### Do this
Copy every line of the data exactly, leaving nothing out.
* BEGIN Entries supplied *
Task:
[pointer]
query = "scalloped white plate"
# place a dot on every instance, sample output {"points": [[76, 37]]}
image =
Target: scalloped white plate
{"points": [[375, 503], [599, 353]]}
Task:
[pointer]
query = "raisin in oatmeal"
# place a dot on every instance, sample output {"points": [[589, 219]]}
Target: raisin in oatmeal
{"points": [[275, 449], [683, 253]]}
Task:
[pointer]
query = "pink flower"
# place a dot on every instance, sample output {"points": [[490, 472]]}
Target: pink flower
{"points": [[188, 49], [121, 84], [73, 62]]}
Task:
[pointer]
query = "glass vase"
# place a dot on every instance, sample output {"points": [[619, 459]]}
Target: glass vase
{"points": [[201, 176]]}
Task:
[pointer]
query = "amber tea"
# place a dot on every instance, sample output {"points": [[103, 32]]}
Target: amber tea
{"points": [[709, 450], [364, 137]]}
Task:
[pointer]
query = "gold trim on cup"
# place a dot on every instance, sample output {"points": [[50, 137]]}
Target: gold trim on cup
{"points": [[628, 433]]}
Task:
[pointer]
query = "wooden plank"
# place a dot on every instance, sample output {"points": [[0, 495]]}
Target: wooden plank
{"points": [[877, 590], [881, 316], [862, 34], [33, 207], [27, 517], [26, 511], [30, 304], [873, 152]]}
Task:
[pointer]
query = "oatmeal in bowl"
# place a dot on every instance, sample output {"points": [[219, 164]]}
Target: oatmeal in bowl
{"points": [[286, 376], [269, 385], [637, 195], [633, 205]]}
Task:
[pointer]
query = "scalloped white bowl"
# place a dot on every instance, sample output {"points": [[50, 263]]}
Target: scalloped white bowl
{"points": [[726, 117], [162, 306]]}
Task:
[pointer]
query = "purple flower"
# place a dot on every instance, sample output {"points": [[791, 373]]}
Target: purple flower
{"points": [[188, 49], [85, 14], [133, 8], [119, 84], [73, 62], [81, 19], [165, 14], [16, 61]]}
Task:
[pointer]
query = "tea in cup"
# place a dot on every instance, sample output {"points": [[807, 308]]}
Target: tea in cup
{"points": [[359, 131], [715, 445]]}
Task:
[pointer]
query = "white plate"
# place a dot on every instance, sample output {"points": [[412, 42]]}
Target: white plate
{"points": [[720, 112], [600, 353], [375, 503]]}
* END Entries supplied *
### Solved problem
Task:
[pointer]
query = "scalloped white plate"
# place a dot on every instance, sample output {"points": [[76, 37]]}
image =
Target: scalloped white plate
{"points": [[375, 503], [599, 353]]}
Task:
[pointer]
query = "raisin in oatmeal"
# place a dot on every instance, sample output {"points": [[589, 219]]}
Target: raisin in oatmeal
{"points": [[275, 449], [683, 253]]}
Task:
[pointer]
query = "pink flower"
# place a dot on every instance, sample output {"points": [[490, 472]]}
Target: pink flower
{"points": [[188, 49], [121, 84], [73, 62]]}
Task:
[pointer]
query = "glass vase"
# place a dot on every instance, sample output {"points": [[619, 459]]}
Target: glass vase
{"points": [[201, 176]]}
Task:
[pointer]
query = "amber tea"
# place a dot on every instance, sample output {"points": [[103, 32]]}
Target: amber tea
{"points": [[709, 450], [364, 137]]}
Task:
[pointer]
query = "gold trim on cup"
# place a dot on every instance, sample output {"points": [[50, 137]]}
Target: gold trim on cup
{"points": [[628, 433]]}
Task:
[pointer]
query = "wooden plank"
# place a dot on every instance, sample output {"points": [[0, 495]]}
Target: wooden plank
{"points": [[877, 590], [881, 316], [862, 34], [33, 207], [27, 517], [26, 511], [30, 304], [873, 152]]}
Task:
[pointer]
query = "oatmeal in bowl"
# place a dot on every instance, sample output {"points": [[219, 164]]}
Target: oatmeal in bowl
{"points": [[286, 376], [269, 385], [637, 195], [633, 205]]}
Task:
[pointer]
query = "scalloped white bowl"
# place a dot on every instance, sample output {"points": [[50, 263]]}
Target: scalloped white bowl
{"points": [[726, 117], [162, 306]]}
Task:
[pointer]
query = "purple flower"
# place a dot on every instance, sample output {"points": [[791, 373]]}
Target: purple flower
{"points": [[188, 49], [85, 14], [133, 8], [119, 84], [73, 62], [81, 19], [165, 14], [16, 61]]}
Task:
[pointer]
query = "tea in cup"
# place a dot on every instance, sample output {"points": [[807, 308]]}
Target: tea in cup
{"points": [[359, 131], [715, 445]]}
Task:
[pointer]
query = "white plate"
# place a dot on every instance, sample output {"points": [[412, 42]]}
Target: white plate
{"points": [[720, 112], [600, 353], [375, 503]]}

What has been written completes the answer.